Record extracts
★ ★ ★
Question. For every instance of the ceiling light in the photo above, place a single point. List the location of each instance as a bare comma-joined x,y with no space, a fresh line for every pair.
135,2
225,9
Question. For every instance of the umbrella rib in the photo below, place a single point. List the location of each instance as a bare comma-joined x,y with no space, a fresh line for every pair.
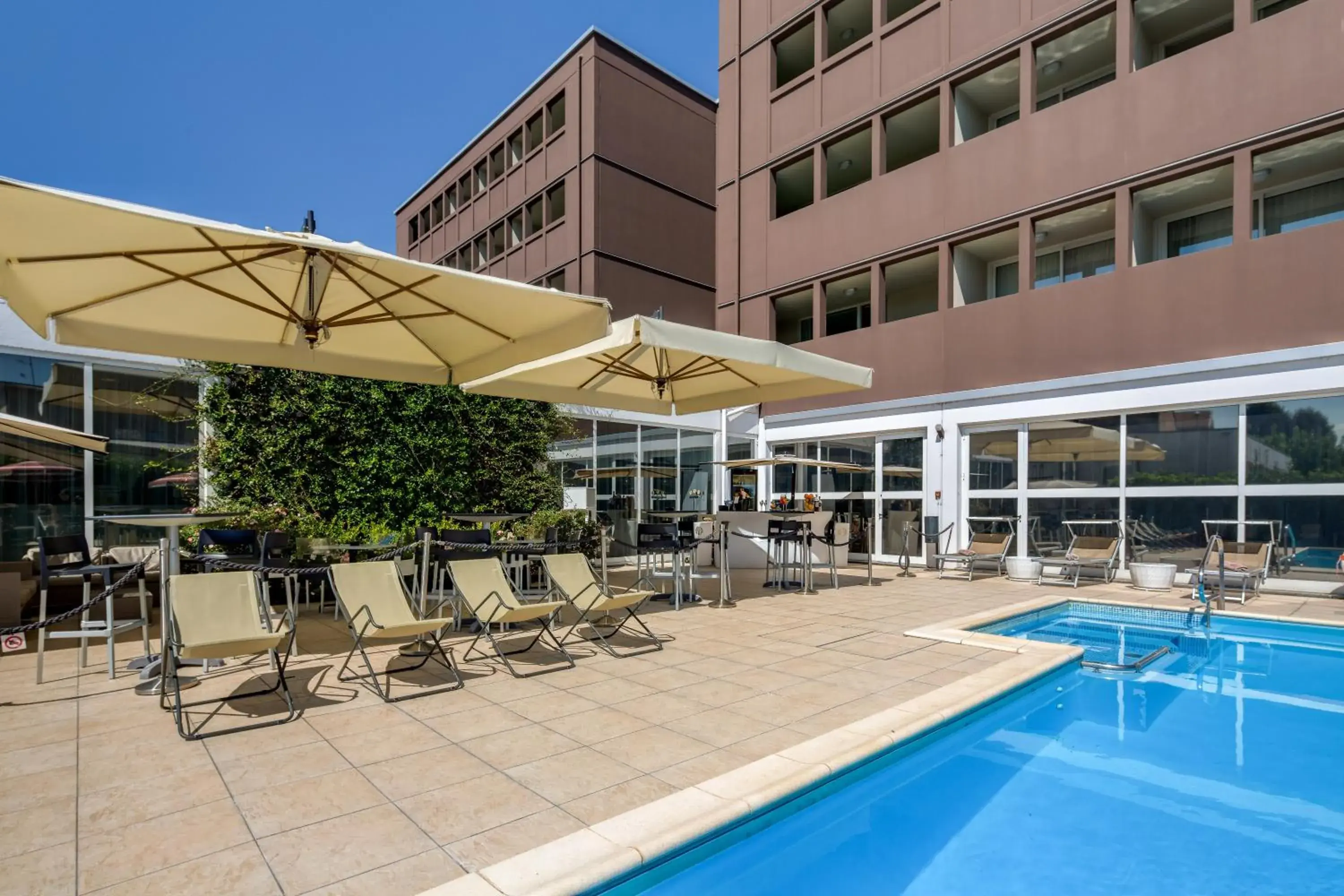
422,297
191,280
144,288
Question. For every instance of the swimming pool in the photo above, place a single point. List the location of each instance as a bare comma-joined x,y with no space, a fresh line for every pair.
1213,771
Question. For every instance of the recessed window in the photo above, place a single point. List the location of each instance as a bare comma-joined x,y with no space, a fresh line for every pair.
556,203
1164,29
912,288
1299,186
556,115
1076,245
1183,217
849,304
534,132
1076,62
897,9
847,23
987,101
795,53
986,268
535,215
912,134
792,187
793,318
849,162
515,148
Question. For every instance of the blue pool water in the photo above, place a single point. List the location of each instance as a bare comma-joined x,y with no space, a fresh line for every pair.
1214,770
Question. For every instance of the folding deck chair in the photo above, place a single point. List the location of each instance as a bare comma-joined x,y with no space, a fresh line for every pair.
488,595
373,597
218,616
573,577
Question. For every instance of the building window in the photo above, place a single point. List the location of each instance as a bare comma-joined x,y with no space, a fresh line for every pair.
986,268
795,53
556,203
847,23
535,214
849,304
534,132
792,186
1183,217
987,101
515,148
556,115
912,134
793,318
849,162
912,287
1164,29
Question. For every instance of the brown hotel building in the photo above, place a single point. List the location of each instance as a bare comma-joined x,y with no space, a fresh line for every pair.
1094,253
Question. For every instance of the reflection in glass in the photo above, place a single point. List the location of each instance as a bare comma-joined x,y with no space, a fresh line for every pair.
994,460
1076,454
1189,448
1295,441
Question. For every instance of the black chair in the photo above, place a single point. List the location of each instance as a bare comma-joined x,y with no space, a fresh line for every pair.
66,556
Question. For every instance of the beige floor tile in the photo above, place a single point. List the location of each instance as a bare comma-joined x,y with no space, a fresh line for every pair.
619,798
508,840
597,724
111,857
388,743
422,771
573,774
281,767
307,802
331,851
472,806
408,876
652,749
508,749
238,870
121,805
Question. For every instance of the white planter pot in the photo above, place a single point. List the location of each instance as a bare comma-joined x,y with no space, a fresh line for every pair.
1023,569
1152,577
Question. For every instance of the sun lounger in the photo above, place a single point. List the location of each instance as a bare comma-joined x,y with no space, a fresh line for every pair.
373,597
218,616
488,595
594,603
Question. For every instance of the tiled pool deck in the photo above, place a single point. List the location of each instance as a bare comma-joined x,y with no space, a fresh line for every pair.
99,794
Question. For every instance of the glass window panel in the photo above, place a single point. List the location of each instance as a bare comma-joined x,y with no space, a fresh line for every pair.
1312,542
1046,532
1080,453
1183,448
1295,441
1199,233
994,460
1170,530
902,465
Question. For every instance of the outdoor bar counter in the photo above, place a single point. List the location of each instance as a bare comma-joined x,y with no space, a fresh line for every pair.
750,552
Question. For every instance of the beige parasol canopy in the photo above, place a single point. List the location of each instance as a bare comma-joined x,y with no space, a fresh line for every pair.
125,277
660,367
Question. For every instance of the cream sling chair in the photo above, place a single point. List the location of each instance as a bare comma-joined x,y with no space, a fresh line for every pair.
373,597
488,595
573,578
218,616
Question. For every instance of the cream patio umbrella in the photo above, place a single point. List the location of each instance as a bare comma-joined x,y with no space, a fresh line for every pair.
659,367
115,276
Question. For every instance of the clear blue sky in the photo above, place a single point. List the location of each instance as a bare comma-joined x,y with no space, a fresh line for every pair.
256,112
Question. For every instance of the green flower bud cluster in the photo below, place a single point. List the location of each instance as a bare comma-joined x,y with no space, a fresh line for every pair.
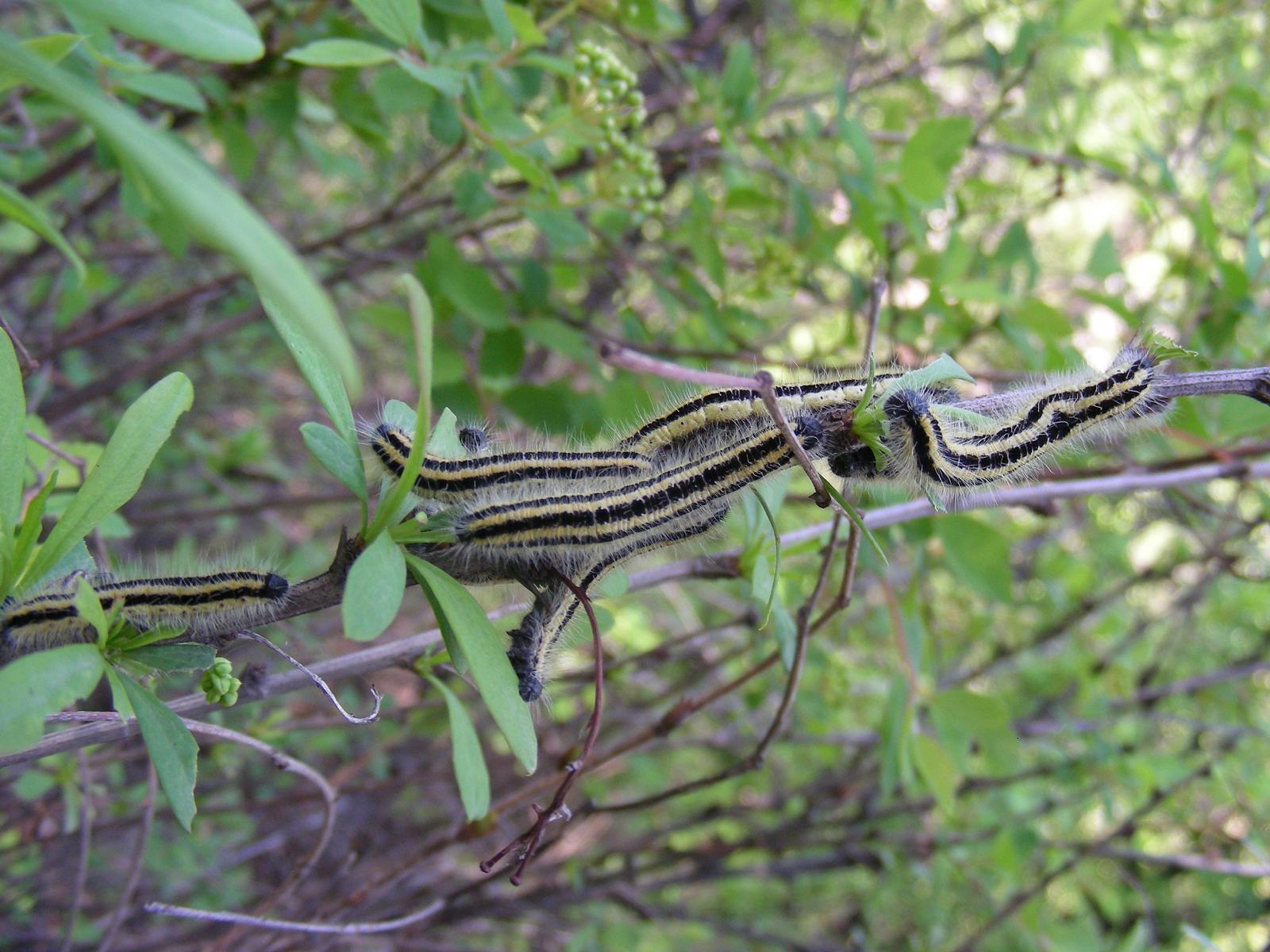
★ ★ ★
Set problem
Gather every line in the entries above that contains the word "patio", and copy each one in full.

Exercise result
Question. For every instance of the cream patio umbrella in the photo above, place a single point. List the location of each instance as a bare comma-joined x,y with no space, a fresh line for every pair.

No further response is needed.